_De opdracht_
Herhaal alle rijen hieronder woord voor woord en verander er niets aan.

Vermeldingen uit een verzameling
__________

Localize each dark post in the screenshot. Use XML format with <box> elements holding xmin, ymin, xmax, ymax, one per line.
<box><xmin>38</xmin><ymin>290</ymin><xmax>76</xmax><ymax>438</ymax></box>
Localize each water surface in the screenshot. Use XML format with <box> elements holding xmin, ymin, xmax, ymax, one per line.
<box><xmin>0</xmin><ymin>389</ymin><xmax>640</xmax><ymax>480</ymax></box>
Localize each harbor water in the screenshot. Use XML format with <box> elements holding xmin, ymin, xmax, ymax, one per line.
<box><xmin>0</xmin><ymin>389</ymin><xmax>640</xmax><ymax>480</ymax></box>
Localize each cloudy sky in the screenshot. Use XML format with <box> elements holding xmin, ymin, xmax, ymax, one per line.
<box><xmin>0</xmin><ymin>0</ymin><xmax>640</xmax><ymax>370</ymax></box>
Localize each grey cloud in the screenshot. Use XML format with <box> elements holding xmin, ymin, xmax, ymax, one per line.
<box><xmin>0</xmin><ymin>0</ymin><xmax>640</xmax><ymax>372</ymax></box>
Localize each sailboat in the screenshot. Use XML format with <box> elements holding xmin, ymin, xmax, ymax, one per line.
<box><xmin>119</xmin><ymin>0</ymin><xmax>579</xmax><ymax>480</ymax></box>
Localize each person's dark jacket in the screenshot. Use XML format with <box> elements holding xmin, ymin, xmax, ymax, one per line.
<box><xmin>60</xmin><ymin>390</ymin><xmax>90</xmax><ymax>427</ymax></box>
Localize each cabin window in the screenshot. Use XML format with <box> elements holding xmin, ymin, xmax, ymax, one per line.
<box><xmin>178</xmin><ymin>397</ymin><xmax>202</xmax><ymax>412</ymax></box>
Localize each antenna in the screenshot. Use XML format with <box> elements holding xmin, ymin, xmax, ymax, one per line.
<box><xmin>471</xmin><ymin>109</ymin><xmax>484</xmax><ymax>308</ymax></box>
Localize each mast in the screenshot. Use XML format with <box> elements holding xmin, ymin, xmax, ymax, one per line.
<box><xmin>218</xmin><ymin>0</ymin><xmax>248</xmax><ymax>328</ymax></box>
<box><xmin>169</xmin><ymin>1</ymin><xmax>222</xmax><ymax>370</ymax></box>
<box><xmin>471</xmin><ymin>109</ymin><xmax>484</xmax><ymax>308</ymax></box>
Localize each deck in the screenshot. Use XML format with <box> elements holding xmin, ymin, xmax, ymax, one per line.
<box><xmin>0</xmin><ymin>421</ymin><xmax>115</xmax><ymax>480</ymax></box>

__________

_Juist antwoord_
Localize each dark post in the screenshot. Use XML format with <box> elements holding xmin, ymin, xmax, ymax, one per line.
<box><xmin>38</xmin><ymin>290</ymin><xmax>76</xmax><ymax>438</ymax></box>
Localize each water surface in the screenshot. Use XML format with <box> elements holding xmin, ymin, xmax, ymax, one per line.
<box><xmin>0</xmin><ymin>389</ymin><xmax>640</xmax><ymax>480</ymax></box>
Localize each harbor water in the screenshot. Use XML format with <box> elements holding xmin, ymin, xmax, ymax, one per line.
<box><xmin>0</xmin><ymin>389</ymin><xmax>640</xmax><ymax>480</ymax></box>
Localize each cloudy sky in the screenshot. Use XML format with <box> elements holding xmin, ymin, xmax, ymax, one per line.
<box><xmin>0</xmin><ymin>0</ymin><xmax>640</xmax><ymax>370</ymax></box>
Localize each grey cloud in the screenshot. Use XML format with <box> elements holding xmin, ymin, xmax, ymax, one per line.
<box><xmin>0</xmin><ymin>0</ymin><xmax>640</xmax><ymax>372</ymax></box>
Localize each sailboat in the screenshot. Use XML format with <box> elements holding xmin, ymin, xmax, ymax, one per line.
<box><xmin>119</xmin><ymin>0</ymin><xmax>579</xmax><ymax>480</ymax></box>
Localize each person's dark jacket in the screenshot. Use XML format with <box> elements holding xmin, ymin, xmax, ymax, one per line.
<box><xmin>60</xmin><ymin>390</ymin><xmax>90</xmax><ymax>427</ymax></box>
Localize each cabin window in the screenshot. Use XML format with <box> elements holding xmin, ymin, xmax, ymax, one per line.
<box><xmin>178</xmin><ymin>397</ymin><xmax>202</xmax><ymax>412</ymax></box>
Localize each antenna in the screenshot. Use XML format with <box> elements holding xmin, ymin, xmax, ymax, one per line.
<box><xmin>471</xmin><ymin>109</ymin><xmax>484</xmax><ymax>308</ymax></box>
Localize each mast in the screenshot. Use XML format with <box> elements holding xmin, ymin, xmax, ymax, one per line.
<box><xmin>218</xmin><ymin>0</ymin><xmax>248</xmax><ymax>328</ymax></box>
<box><xmin>169</xmin><ymin>1</ymin><xmax>222</xmax><ymax>370</ymax></box>
<box><xmin>471</xmin><ymin>109</ymin><xmax>484</xmax><ymax>308</ymax></box>
Localize each deck in the screenshot. Use XML format with <box> elements holding xmin, ymin, xmax, ymax, one per line.
<box><xmin>0</xmin><ymin>421</ymin><xmax>115</xmax><ymax>480</ymax></box>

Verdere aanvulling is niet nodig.